> [Text provided]
Benjamin Weeks found guilty in 2017 Carbondale armed robbery |

Benjamin Weeks found guilty in 2017 Carbondale armed robbery

Benjamin Weeks

A jury found 20-year-old Benjamin Weeks guilty Thursday on all four felony counts in his aggravated robbery trial.

The jury deliberated for about five hours before returning guilty verdicts on two felony counts of aggravated robbery and two felony counts of menacing. The verdict came on the seventh day of the trial.

Weeks stood trial for the Feb. 16, 2017 robbery of the Carbondale Cowen Center at gunpoint, which he was accused of committing alongside his cousin Nicholas Ameral.

Ameral pleaded guilty in July and is serving a six-year prison sentence. So, the only real issue before the court now was whether Weeks was the second robber, Assistant District Attorney Ben Sollars said during closing arguments.

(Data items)

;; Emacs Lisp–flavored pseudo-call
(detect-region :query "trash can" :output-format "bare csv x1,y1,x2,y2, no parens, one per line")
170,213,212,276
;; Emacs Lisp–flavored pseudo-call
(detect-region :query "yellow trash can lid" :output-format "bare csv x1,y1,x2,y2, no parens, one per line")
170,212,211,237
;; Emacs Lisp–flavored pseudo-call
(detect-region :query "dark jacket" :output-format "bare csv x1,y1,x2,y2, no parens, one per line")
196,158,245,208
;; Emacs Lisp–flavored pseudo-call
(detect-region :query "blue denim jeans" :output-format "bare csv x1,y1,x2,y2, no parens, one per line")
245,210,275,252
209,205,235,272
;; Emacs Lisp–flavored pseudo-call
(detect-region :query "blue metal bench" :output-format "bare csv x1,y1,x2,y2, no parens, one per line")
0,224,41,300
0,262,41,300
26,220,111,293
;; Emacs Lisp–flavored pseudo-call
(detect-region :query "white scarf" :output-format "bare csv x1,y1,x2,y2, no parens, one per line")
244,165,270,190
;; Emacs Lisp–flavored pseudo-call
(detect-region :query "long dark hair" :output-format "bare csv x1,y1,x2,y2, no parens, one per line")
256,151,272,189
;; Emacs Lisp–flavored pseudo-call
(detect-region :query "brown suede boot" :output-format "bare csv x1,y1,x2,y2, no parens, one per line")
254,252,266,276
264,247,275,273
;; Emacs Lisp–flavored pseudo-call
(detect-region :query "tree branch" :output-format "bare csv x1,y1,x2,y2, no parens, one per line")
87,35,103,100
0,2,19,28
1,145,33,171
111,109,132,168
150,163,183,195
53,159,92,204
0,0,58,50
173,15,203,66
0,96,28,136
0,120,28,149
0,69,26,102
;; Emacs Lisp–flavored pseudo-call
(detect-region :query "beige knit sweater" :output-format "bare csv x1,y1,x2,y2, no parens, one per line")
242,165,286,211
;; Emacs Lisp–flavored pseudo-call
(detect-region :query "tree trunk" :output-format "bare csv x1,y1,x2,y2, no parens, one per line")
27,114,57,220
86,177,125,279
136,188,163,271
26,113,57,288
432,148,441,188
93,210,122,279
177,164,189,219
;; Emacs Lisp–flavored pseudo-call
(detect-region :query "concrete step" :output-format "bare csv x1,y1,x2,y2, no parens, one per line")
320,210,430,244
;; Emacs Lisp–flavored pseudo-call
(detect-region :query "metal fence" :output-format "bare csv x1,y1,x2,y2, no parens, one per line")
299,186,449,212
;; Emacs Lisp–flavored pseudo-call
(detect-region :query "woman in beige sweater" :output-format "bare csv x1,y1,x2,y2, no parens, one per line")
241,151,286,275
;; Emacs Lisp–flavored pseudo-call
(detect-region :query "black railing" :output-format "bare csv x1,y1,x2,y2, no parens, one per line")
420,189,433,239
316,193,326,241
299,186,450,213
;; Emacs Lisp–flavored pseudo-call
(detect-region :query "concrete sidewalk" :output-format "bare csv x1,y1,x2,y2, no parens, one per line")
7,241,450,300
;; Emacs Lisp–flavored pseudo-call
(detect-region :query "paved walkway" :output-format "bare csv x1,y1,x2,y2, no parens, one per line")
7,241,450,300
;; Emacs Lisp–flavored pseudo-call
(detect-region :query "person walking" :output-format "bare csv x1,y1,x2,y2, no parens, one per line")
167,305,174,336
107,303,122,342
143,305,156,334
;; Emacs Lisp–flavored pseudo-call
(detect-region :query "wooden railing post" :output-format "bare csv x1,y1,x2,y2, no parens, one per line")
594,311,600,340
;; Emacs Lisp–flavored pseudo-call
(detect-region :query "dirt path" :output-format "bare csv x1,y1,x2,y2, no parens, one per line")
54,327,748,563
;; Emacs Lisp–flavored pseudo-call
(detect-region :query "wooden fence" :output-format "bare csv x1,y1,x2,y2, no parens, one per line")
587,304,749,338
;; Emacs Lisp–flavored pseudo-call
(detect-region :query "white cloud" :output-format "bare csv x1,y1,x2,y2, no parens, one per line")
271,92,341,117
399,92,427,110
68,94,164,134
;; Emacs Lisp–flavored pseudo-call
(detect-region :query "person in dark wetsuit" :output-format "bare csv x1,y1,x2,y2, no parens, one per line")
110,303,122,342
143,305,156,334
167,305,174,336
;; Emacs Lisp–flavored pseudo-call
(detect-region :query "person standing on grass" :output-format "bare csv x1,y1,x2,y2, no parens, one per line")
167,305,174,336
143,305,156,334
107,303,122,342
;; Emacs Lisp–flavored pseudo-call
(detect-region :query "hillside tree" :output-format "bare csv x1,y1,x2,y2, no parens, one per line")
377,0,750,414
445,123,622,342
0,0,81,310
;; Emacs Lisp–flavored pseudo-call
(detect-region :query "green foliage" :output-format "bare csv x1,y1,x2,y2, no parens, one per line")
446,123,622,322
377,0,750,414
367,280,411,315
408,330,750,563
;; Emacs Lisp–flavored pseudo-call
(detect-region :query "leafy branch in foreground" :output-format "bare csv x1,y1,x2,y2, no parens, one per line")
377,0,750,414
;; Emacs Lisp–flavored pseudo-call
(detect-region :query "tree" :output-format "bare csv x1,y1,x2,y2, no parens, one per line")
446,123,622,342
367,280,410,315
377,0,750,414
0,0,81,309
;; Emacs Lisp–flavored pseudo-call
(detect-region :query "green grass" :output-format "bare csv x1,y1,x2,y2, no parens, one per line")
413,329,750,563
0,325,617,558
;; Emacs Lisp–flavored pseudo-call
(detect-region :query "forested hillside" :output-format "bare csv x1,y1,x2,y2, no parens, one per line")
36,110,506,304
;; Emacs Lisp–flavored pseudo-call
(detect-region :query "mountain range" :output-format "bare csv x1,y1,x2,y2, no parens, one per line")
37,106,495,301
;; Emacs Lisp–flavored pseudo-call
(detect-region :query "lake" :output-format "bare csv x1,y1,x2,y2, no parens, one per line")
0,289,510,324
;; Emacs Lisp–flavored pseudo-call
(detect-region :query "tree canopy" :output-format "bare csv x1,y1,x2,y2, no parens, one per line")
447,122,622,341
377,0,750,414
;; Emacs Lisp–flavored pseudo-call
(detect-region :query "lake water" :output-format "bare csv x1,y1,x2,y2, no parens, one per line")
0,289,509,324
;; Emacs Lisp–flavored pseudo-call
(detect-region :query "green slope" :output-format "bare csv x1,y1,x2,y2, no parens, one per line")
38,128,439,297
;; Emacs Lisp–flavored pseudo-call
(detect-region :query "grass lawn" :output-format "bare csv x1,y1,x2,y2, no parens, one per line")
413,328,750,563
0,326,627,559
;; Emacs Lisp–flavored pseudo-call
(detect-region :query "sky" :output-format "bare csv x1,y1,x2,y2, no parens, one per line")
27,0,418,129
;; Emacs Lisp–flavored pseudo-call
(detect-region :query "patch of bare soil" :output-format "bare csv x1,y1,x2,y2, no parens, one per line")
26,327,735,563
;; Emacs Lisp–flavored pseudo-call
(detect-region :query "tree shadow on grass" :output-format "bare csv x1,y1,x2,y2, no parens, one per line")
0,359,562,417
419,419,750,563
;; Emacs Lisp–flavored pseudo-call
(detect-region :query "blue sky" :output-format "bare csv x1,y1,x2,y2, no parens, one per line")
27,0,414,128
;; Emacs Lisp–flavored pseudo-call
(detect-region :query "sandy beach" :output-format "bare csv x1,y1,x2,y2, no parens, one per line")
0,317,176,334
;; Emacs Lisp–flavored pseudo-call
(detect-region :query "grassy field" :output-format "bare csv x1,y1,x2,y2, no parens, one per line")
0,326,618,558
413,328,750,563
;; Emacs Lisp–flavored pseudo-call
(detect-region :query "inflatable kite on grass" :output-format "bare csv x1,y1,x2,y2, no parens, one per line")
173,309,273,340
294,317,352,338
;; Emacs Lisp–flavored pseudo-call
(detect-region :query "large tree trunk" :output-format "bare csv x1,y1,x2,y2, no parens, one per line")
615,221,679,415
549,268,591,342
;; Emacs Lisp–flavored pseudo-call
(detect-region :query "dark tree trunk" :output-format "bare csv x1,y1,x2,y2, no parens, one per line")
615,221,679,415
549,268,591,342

> [Tasks to perform]
1. How would you render this sentence from the article on the Weeks robbery trial in Spanish: "The jury deliberated for about five hours before returning guilty verdicts on two felony counts of aggravated robbery and two felony counts of menacing."
2. Could you extend the article on the Weeks robbery trial past its final sentence?

> [Written answers]
1. El jurado deliberó durante unas cinco horas antes de emitir veredictos de culpabilidad por dos cargos graves de robo agravado y dos cargos graves de amenazas.

2.
“All the evidence points to the defendant, all the evidence points to Nicholas Ameral, and that they were in this together,” Sollars said.

That included from the time when they took the money from the register, as they fled from the scene back to the house, when they secreted away the weapon and clothing connected to the crime, and when they led police on a manhunt in the mountains, Sollars said.

Among the evidence showing Weeks’s involvement, Sollars pointed to DNA found on the 9mm Glock and clothes connected to the crime. Testing of the weapon found Weeks’s DNA on a magazine inside the gun and on a second magazine.

“It is not a matter of coincidence,” Sollars said. “It is a matter of fact corroborated by physical evidence.”

And, though Ameral testified that the robbery was an unplanned crime committed while he was too intoxicated to remember the details, Sollars argued that the store’s video footage shows something different.

Sollars said that this was not a drunk, passed out, “I don’t know what I’m doing” crime, but one that required calculation, awareness and planning.

Prosecutors also reiterated the past statements by Ameral and Alicia Jackson, who is Weeks’ aunt and Ameral’s mother. Investigators say that both made statements implicating Weeks as the second robber, though those statements proved more difficult to elicit on the stand.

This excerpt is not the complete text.